• _GIVEN PASSAGE_
According to Avogadro's hypothesis, equal volumes of all gases under the same conditions of temperature and pressure will contain (a) the same number of molecules (b) different number of molecules (c) the same number of molecules only if their molecular masses are equal (d) the same number of molecules if their densities are equal

If at top of a hill \(2000 \mathrm{~m}\) above sea level, the atmospheric pressure is \(50 \mathrm{~cm}\) of \(\mathrm{Hg}\) and at the sea level the atmospheric pressure is \(74.5 \mathrm{~cm}\) of \(\mathrm{Hg}\), and you need as much oxygen to breath at sea level as on the top of the hill, how much faster need you breathe on the hill top? (a) \(2.44\) times (b) \(1.49\) times (c) 5 times (d) 7 times

Four \(1-1\) flasks are separately filled with the gas hydrogen, helium, oxygen and ozone at the same room temperature and pressure. The ratio of total number of atoms of these gases present in the different flasks would be (a) \(1: 1: 1: 1\) (b) \(1: 2: 2: 3\) (c) \(2: 1: 2: 3\) (d) \(1: 2: 2: 1\)

At \(0^{\circ} \mathrm{C}\) the density of nitrogen at 1 atm is \(1.25 \mathrm{~kg} / \mathrm{m}^{3}\). The nitrogen which occupied \(1500 \mathrm{ml}\) at \(0^{\circ} \mathrm{C}\) and 1 atm was compressed at \(0^{\circ} \mathrm{C}\) and 575 atm and the gas volume was observed to be \(3.92 \mathrm{ml}\), in violation of Boyle's law. What was the final density of this non-ideal gas? (a) \(278 \mathrm{~kg} / \mathrm{m}^{3}\) (b) \(378 \mathrm{~kg} / \mathrm{m}^{3}\) (c) \(478 \mathrm{~kg} / \mathrm{m}^{3}\) (d) \(578 \mathrm{~kg} / \mathrm{m}^{3}\)

Reducing the pressure from \(1.0\) atm to \(0.5\) atm would change the number of molecules in one mole of ammonia to (a) \(75 \%\) of initial value (b) \(50 \%\) of initial value (c) \(25 \%\) of initial value (d) None of these

The ratio of universal gas constant and molar mass of gas is called molar gas constant. The value of molar gas constant is greater for (a) He (b) \(\mathrm{N}_{2}\) (c) \(\mathrm{H}_{2}\) (d) same for all

The pressure exerted on walls of a \(3 \mathrm{~L}\) flask when \(7 \mathrm{~g}\) of \(\mathrm{N}_{2}\) is introduced into it at \(300 \mathrm{~K}\) should be (assume ideal behaviour of gas) (a) zero (b) \(2.05 \mathrm{~atm}\) (c) \(4.10 \mathrm{~atm}\) (d) \(207.85\) atm

An amount of 1 mole of a gas is changed from its initial state \((20 \mathrm{~L}, 2 \mathrm{~atm})\) to final state (4L, \(10 \mathrm{~atm}\) ), respectively. If the change can be represented by a straight line in \(P-V\) curve, the maximum temperature achieved by the gas in the process is \((R=0.08 \mathrm{~L}-\mathrm{atm} / \mathrm{K}-\mathrm{mol})\) (a) \(900^{\circ} \mathrm{C}\) (b) \(900 \mathrm{~K}\) (c) \(627 \mathrm{~K}\) (d) \(1173^{\circ} \mathrm{C}\)

• _EXTRACTED INFORMATION_
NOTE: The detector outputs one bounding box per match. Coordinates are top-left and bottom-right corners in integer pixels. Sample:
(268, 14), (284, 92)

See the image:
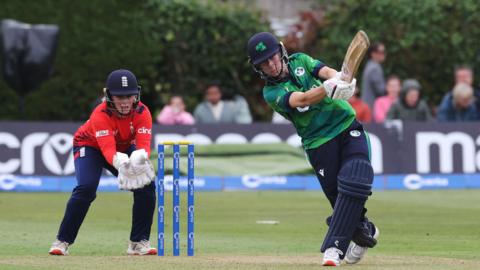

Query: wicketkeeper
(247, 32), (379, 266)
(49, 69), (157, 255)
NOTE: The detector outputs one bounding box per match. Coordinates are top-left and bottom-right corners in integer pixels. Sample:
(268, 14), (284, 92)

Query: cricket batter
(49, 69), (157, 255)
(247, 32), (379, 266)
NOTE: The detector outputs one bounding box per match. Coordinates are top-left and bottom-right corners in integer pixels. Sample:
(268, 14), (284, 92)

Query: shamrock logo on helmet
(255, 41), (267, 52)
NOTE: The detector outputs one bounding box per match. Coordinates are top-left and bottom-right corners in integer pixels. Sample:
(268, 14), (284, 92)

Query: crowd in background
(349, 43), (480, 123)
(156, 43), (480, 125)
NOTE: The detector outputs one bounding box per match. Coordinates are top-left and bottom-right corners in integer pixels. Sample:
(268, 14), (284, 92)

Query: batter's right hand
(113, 152), (130, 170)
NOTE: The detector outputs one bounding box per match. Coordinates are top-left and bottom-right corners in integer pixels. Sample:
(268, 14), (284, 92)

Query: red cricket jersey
(73, 102), (152, 164)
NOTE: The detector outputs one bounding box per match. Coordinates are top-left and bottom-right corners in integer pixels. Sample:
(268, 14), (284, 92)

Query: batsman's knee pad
(352, 217), (377, 248)
(72, 185), (97, 203)
(338, 159), (373, 200)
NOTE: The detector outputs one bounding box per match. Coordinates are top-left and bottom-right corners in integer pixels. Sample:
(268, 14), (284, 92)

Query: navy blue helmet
(247, 32), (281, 66)
(247, 32), (288, 83)
(105, 69), (140, 96)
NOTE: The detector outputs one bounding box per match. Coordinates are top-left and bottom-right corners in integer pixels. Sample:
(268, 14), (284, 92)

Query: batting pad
(320, 159), (373, 259)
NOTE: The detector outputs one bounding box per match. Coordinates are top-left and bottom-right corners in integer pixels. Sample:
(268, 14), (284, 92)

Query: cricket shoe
(345, 227), (380, 264)
(48, 239), (69, 256)
(322, 247), (343, 266)
(127, 240), (157, 255)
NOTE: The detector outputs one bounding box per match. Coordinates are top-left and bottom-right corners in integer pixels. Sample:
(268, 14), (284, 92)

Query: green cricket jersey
(263, 53), (355, 149)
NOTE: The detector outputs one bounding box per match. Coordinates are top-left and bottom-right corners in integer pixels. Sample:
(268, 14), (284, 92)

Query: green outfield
(0, 190), (480, 270)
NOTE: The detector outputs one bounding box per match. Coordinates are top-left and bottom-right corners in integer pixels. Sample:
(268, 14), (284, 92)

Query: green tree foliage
(145, 0), (268, 113)
(313, 0), (480, 104)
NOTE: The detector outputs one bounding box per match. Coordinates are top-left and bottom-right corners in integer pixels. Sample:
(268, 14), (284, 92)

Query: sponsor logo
(242, 175), (287, 188)
(350, 129), (362, 137)
(295, 67), (305, 76)
(0, 132), (75, 175)
(137, 127), (152, 134)
(0, 174), (42, 191)
(95, 129), (108, 138)
(164, 175), (206, 191)
(122, 76), (128, 87)
(416, 132), (480, 173)
(255, 41), (267, 52)
(297, 106), (310, 112)
(403, 174), (448, 190)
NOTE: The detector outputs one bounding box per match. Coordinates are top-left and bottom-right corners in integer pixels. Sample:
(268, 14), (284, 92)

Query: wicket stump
(157, 141), (195, 256)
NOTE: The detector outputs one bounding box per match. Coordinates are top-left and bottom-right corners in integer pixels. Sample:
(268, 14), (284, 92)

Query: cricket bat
(340, 30), (370, 82)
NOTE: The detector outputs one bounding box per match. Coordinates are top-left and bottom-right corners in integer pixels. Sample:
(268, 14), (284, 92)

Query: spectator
(373, 75), (401, 123)
(157, 96), (195, 125)
(437, 83), (478, 122)
(348, 87), (372, 123)
(193, 83), (252, 124)
(361, 42), (386, 108)
(455, 66), (480, 114)
(387, 79), (432, 121)
(233, 95), (252, 124)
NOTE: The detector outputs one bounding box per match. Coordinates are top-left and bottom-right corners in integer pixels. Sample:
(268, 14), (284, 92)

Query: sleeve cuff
(312, 63), (326, 79)
(282, 92), (293, 113)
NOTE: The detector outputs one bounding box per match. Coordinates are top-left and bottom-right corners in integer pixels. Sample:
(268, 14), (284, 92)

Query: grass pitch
(0, 190), (480, 270)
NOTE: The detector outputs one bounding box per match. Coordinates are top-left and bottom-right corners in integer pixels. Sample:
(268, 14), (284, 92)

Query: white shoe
(345, 227), (380, 264)
(48, 239), (69, 255)
(127, 240), (157, 255)
(322, 247), (343, 266)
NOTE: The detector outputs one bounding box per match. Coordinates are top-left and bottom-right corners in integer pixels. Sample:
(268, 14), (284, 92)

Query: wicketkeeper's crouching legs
(321, 159), (373, 259)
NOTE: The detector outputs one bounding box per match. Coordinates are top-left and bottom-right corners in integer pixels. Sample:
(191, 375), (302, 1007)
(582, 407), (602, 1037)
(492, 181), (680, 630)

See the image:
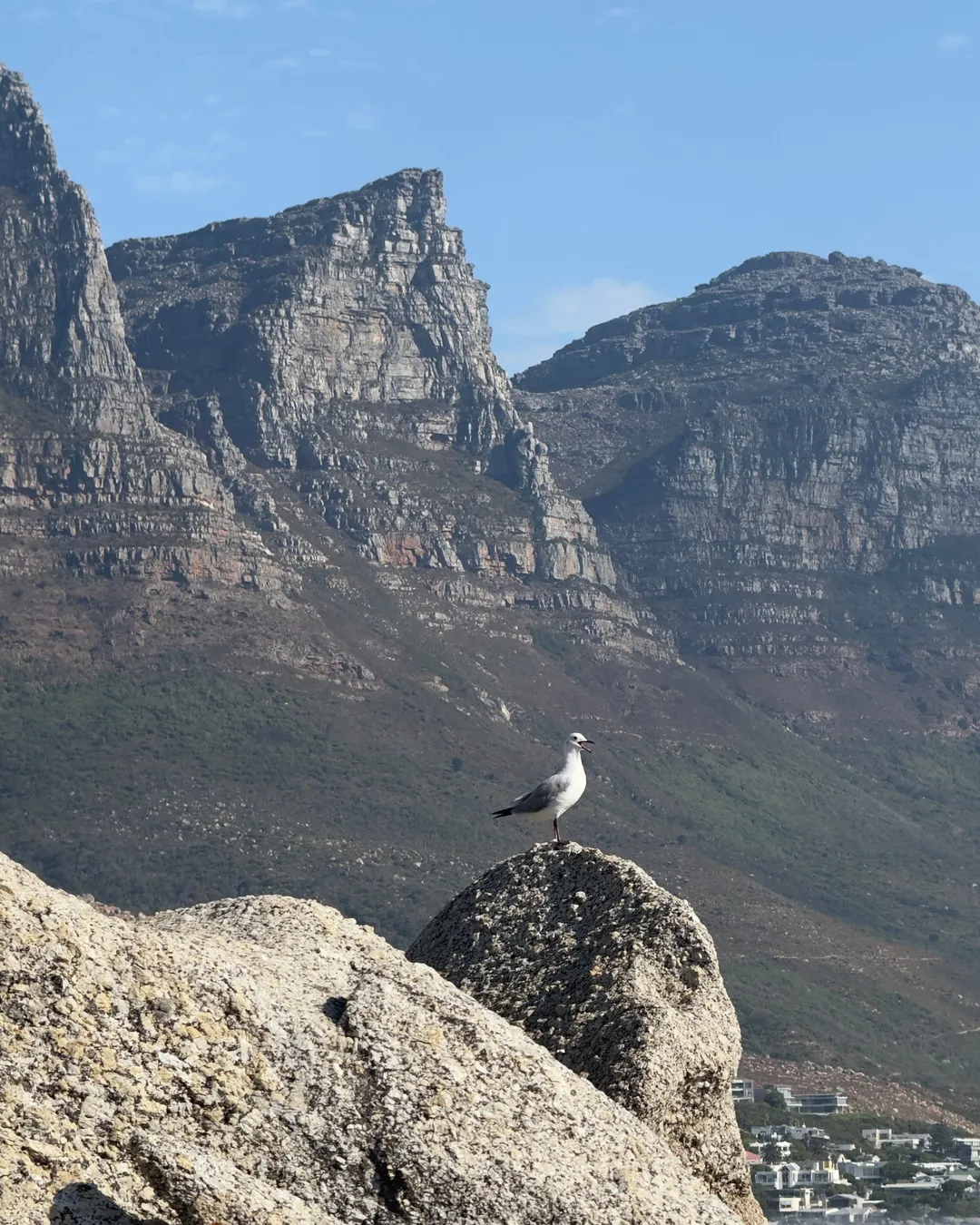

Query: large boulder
(0, 857), (739, 1225)
(408, 843), (762, 1225)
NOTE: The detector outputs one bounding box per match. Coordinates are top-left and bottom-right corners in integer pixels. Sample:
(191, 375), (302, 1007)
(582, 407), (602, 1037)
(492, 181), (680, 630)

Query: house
(915, 1161), (964, 1177)
(861, 1127), (936, 1152)
(953, 1135), (980, 1165)
(752, 1161), (844, 1191)
(798, 1093), (850, 1115)
(752, 1161), (800, 1191)
(751, 1137), (792, 1161)
(798, 1161), (844, 1187)
(764, 1084), (800, 1110)
(826, 1194), (882, 1221)
(779, 1187), (815, 1213)
(881, 1173), (946, 1200)
(881, 1132), (932, 1152)
(840, 1156), (885, 1182)
(766, 1084), (850, 1115)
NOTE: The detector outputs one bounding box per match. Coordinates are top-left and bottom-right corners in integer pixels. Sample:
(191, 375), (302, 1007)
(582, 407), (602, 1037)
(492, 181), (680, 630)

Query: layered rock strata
(0, 66), (274, 597)
(408, 843), (762, 1225)
(108, 169), (615, 585)
(515, 252), (980, 653)
(0, 857), (738, 1225)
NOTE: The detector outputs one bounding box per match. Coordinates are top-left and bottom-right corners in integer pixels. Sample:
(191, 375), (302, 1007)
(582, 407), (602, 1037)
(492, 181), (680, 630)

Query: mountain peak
(0, 64), (57, 191)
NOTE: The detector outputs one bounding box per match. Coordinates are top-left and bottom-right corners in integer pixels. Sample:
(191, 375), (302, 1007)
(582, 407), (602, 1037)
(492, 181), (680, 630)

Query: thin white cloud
(936, 34), (969, 52)
(595, 5), (643, 25)
(494, 277), (662, 374)
(95, 136), (146, 163)
(344, 104), (378, 132)
(191, 0), (253, 21)
(133, 171), (225, 196)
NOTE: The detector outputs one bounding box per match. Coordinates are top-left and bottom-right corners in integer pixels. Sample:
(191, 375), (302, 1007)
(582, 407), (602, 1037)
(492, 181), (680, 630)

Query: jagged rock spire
(0, 65), (152, 434)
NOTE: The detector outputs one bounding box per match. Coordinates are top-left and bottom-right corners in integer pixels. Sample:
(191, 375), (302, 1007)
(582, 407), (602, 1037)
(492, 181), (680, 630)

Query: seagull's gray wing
(511, 774), (561, 813)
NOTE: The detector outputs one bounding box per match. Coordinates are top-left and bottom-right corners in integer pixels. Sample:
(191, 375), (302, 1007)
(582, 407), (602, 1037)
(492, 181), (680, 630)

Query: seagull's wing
(501, 774), (561, 817)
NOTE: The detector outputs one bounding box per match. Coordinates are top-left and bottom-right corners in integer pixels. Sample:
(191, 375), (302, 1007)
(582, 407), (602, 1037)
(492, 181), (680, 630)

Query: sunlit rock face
(109, 171), (514, 466)
(109, 169), (615, 585)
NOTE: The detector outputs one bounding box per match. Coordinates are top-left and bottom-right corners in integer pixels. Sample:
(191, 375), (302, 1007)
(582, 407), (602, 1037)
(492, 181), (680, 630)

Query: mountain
(0, 70), (980, 1115)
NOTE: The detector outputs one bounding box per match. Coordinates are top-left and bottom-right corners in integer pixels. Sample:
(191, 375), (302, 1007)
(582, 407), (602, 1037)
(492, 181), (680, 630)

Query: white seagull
(494, 731), (594, 847)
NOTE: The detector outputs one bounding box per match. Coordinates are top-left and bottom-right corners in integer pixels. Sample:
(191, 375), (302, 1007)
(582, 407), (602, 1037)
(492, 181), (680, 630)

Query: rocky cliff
(0, 66), (274, 603)
(0, 857), (741, 1225)
(108, 169), (615, 585)
(9, 54), (980, 1122)
(515, 252), (980, 671)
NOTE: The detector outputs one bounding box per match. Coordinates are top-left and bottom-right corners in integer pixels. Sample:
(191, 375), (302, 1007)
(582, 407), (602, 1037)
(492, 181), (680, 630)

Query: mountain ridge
(0, 64), (980, 1113)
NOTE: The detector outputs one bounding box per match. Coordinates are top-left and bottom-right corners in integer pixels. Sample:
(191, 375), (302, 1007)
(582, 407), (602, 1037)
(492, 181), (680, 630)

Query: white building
(753, 1161), (844, 1191)
(750, 1137), (792, 1161)
(766, 1084), (850, 1115)
(953, 1135), (980, 1165)
(881, 1173), (946, 1200)
(861, 1127), (931, 1152)
(840, 1156), (885, 1182)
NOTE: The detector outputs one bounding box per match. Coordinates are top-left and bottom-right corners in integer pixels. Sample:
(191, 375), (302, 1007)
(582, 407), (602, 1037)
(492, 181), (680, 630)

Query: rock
(408, 843), (762, 1225)
(0, 65), (282, 597)
(514, 251), (980, 669)
(0, 857), (738, 1225)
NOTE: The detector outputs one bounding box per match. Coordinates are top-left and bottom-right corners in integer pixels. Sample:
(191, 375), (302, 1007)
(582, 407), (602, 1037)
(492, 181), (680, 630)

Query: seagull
(494, 731), (594, 847)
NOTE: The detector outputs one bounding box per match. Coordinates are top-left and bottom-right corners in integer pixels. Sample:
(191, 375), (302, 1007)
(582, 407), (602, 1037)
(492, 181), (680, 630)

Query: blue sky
(0, 0), (980, 371)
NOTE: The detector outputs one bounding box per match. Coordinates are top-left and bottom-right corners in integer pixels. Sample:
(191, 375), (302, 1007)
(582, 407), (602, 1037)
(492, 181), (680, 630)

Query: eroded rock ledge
(0, 857), (738, 1225)
(408, 843), (762, 1222)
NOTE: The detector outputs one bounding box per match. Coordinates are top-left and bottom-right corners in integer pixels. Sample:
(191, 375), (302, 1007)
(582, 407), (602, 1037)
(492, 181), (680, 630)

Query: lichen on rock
(408, 843), (760, 1225)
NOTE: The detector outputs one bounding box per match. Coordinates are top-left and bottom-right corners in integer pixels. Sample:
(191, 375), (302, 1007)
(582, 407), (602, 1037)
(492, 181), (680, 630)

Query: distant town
(731, 1079), (980, 1221)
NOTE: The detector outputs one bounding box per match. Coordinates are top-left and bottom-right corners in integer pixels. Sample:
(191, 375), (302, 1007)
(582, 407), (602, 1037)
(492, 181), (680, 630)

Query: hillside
(0, 71), (980, 1116)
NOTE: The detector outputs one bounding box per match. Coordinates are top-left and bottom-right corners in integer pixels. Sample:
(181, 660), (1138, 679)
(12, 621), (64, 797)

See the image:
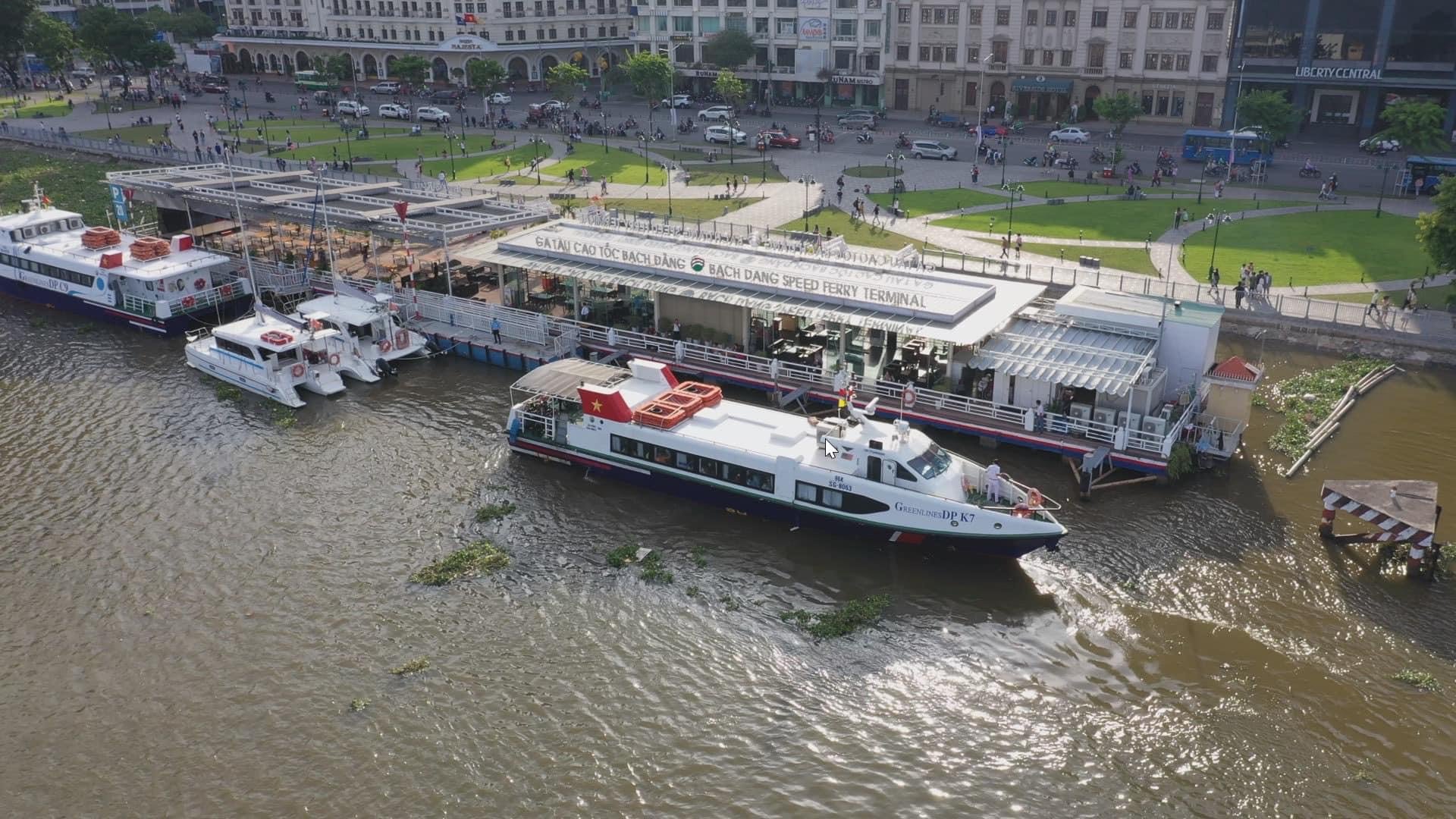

• _TASK DIRECTIONS_
Change "flasks" to "vessels" in the gas-law problems, starting at "If at top of" and ending at "(d) \(1: 2: 2: 1\)", and return that span with the change made. The items aren't needed for any of this work.

• _RESULT BELOW_
If at top of a hill \(2000 \mathrm{~m}\) above sea level, the atmospheric pressure is \(50 \mathrm{~cm}\) of \(\mathrm{Hg}\) and at the sea level the atmospheric pressure is \(74.5 \mathrm{~cm}\) of \(\mathrm{Hg}\), and you need as much oxygen to breath at sea level as on the top of the hill, how much faster need you breathe on the hill top? (a) \(2.44\) times (b) \(1.49\) times (c) 5 times (d) 7 times

Four \(1-1\) vessels are separately filled with the gas hydrogen, helium, oxygen and ozone at the same room temperature and pressure. The ratio of total number of atoms of these gases present in the different vessels would be (a) \(1: 1: 1: 1\) (b) \(1: 2: 2: 3\) (c) \(2: 1: 2: 3\) (d) \(1: 2: 2: 1\)